## Document section
◇ ◇ ◇ ◇ ◇

Recall that we are looking at different IT measures and how they compare when we look at drought years (2012, 2014, 2015) and non-drought years (2010, 2011, 2013). We vary the amount of temporal features that we are adding; i.e. we increase the number of previous time steps available for our samples. We can divide the IT measures we use into two groups:

  • Individual Measures - where we measure each variable independenly.
    • Entropy - expected (average) amount of uncertainty
    • Total Correlation - amount of redundant information within the features
  • Comparative Measures - where we compare multiple variables to one another
    • Mutual Information - amount of shared information between two multivariate datasets.
    • Pearsons Correlation Coefficient - the amount of correlation that can be found between two datasets.

The hypothesis would be:

  1. Individual Measures - we see some trend that perhaps gives us intuition that there could be a 'sweet' spot for the amount of temporal dimensions to use.
  2. Comparative Measures - the IT measures would exhibit a similar trend we saw for the individual measures but there should depend on the two variables we are comparing. For example the MI between SM and VOD should be higher than between SM and VOD.

◇ ◇ ◇ ◇ ◇

## Dataset extract
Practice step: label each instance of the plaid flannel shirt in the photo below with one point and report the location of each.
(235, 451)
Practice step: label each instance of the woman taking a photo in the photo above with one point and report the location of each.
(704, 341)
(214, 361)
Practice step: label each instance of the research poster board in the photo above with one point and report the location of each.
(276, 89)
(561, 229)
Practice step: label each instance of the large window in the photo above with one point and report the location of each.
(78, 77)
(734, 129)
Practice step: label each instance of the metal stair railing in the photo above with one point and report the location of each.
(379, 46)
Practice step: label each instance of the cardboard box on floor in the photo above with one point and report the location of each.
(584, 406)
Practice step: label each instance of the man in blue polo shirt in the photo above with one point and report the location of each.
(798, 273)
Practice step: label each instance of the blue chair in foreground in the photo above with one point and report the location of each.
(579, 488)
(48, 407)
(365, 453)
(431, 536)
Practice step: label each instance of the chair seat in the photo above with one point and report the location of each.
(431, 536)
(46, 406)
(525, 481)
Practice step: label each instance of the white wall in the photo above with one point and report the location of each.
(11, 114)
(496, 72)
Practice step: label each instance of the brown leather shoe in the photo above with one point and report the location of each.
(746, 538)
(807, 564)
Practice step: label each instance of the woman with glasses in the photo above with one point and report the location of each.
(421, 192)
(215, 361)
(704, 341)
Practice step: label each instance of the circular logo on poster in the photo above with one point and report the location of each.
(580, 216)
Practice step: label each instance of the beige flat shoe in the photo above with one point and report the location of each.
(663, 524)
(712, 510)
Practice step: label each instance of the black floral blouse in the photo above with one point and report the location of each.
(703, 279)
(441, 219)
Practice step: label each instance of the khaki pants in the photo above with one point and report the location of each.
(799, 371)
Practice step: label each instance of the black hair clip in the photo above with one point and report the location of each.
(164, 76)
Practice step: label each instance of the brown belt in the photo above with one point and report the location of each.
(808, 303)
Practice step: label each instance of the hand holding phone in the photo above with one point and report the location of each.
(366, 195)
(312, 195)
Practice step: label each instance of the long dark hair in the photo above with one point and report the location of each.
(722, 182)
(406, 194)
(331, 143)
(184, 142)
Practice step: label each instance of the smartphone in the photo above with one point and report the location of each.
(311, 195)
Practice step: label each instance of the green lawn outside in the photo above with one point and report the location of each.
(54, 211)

◇ ◇ ◇ ◇ ◇

## Required task A
Answer these questions from the information-theory text:
(i) Which years are treated as drought years?
(ii) What does total correlation measure?
(iii) How do comparative measures differ from individual measures in what they assess?
## Required task B
Rewrite as a short list the paragraph of the information-theory text that begins "Recall that we are looking", keeping its main facts.
Answer from the information-theory text alone, not from the lines.

## Full answer A
(i) 2012, 2014, and 2015.
(ii) The amount of redundant information within the features.
(iii) Comparative measures compare multiple variables to one another, while individual measures assess each variable independently.

## Full answer B
- Different IT measures are compared between drought years (2012, 2014, 2015) and non-drought years (2010, 2011, 2013).
- The number of temporal features is varied by increasing the number of previous time steps available for the samples.
- The IT measures fall into two groups.